> Texto para leer:
::::

Existen en el periodismo diversos tipos de primicias. Están aquellas que anticipan la noticia urgente; las que ventilan a la luz, gracias al virtuoso oficio del investigador, asuntos relevantes que se mantenían ocultos al ojo público, y las que revelan por vez primera una expresión cultural que desde el instante mismo de su publicación se incorporará al acervo intangible de una sociedad.
A las primeras, además de la pericia periodística, suele acompañarlas una dosis no desdeñable de azar. Para que las últimas sean posible, en cambio, debe intervenir un elemento diferente, aquel que un medio adquiere con el tiempo y la consistencia de sus virtudes editoriales: el prestigio. Solo él lleva a un intelectual o a un artista a hacer de un medio el digno depositario de su obra y sus ideas.

::::

> Registros de datos:
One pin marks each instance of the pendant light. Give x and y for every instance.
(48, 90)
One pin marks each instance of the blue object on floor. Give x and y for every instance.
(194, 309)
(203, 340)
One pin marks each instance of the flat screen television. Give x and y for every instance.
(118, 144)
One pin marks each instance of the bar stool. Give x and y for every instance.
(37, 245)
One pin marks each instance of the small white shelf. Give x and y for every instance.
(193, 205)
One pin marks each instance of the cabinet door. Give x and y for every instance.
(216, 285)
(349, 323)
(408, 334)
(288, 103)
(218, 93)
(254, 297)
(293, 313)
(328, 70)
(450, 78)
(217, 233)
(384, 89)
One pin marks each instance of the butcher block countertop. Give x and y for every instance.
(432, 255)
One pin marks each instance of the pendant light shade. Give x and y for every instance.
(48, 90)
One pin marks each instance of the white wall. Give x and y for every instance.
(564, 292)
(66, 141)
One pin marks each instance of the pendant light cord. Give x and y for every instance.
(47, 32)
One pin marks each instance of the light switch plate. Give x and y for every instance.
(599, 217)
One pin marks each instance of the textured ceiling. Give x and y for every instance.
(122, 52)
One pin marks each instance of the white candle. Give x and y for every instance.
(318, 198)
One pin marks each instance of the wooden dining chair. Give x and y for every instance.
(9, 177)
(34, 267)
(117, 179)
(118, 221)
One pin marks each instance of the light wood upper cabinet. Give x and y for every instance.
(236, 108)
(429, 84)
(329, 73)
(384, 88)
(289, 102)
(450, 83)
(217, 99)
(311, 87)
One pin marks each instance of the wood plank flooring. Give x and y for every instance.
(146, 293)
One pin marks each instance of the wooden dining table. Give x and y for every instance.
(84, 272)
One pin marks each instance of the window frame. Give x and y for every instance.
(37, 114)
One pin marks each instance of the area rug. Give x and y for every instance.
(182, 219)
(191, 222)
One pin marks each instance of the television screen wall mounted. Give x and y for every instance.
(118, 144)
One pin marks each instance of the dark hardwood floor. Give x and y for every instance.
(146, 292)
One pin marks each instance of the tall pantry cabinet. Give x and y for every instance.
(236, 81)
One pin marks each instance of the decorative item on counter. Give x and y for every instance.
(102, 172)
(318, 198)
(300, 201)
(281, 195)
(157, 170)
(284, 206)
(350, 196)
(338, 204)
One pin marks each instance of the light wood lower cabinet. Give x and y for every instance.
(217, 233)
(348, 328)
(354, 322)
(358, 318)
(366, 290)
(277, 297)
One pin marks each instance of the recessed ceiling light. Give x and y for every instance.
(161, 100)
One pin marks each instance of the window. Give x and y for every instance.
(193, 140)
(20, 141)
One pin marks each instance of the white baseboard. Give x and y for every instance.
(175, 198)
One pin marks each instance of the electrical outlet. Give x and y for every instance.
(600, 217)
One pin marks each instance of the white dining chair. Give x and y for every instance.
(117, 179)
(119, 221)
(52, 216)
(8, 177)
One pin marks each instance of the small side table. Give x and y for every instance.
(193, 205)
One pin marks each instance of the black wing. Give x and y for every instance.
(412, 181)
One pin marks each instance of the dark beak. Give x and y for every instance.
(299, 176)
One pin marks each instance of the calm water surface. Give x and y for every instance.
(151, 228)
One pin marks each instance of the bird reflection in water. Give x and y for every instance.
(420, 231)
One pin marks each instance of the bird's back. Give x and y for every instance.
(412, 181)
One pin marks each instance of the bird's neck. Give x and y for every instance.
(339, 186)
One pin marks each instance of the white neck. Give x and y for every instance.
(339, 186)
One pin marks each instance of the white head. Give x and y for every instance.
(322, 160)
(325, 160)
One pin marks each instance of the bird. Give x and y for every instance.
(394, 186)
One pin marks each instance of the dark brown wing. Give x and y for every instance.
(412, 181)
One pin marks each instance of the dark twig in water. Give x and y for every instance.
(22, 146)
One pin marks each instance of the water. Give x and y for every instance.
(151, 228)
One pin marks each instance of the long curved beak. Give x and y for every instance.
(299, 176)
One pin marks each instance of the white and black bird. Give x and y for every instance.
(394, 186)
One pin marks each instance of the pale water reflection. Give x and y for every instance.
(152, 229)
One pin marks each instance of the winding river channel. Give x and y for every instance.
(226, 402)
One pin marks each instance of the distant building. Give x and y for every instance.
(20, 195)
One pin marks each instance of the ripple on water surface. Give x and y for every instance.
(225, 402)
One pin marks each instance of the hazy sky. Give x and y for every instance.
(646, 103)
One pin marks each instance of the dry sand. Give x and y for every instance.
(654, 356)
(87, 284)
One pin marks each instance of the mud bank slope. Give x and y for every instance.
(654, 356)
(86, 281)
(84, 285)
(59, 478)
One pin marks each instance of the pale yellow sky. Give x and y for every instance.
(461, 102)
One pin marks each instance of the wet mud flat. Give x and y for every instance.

::::

> Tareas pendientes:
(a) Reescribe el texto sobre las primicias periodísticas desde "A las primeras, además" hasta "y sus ideas.", y cambia "prestigio" por "renombre".
(b) Copia tal cual las líneas de los registros: empieza en la que contiene "One pin marks each instance of the dark brown" y sigue hasta el final de los registros.
Los registros no tienen ninguna relación con el texto sobre las primicias periodísticas.

> Respuestas por tarea:
(a)
A las primeras, además de la pericia periodística, suele acompañarlas una dosis no desdeñable de azar. Para que las últimas sean posible, en cambio, debe intervenir un elemento diferente, aquel que un medio adquiere con el tiempo y la consistencia de sus virtudes editoriales: el renombre. Solo él lleva a un intelectual o a un artista a hacer de un medio el digno depositario de su obra y sus ideas.

(b)
One pin marks each instance of the dark brown wing. Give x and y for every instance.
(412, 181)
One pin marks each instance of the dark twig in water. Give x and y for every instance.
(22, 146)
One pin marks each instance of the water. Give x and y for every instance.
(151, 228)
One pin marks each instance of the long curved beak. Give x and y for every instance.
(299, 176)
One pin marks each instance of the white and black bird. Give x and y for every instance.
(394, 186)
One pin marks each instance of the pale water reflection. Give x and y for every instance.
(152, 229)
One pin marks each instance of the winding river channel. Give x and y for every instance.
(226, 402)
One pin marks each instance of the distant building. Give x and y for every instance.
(20, 195)
One pin marks each instance of the ripple on water surface. Give x and y for every instance.
(225, 402)
One pin marks each instance of the hazy sky. Give x and y for every instance.
(646, 103)
One pin marks each instance of the dry sand. Give x and y for every instance.
(654, 356)
(87, 284)
One pin marks each instance of the mud bank slope. Give x and y for every instance.
(654, 356)
(86, 281)
(84, 285)
(59, 478)
One pin marks each instance of the pale yellow sky. Give x and y for every instance.
(461, 102)
One pin marks each instance of the wet mud flat. Give x and y for every instance.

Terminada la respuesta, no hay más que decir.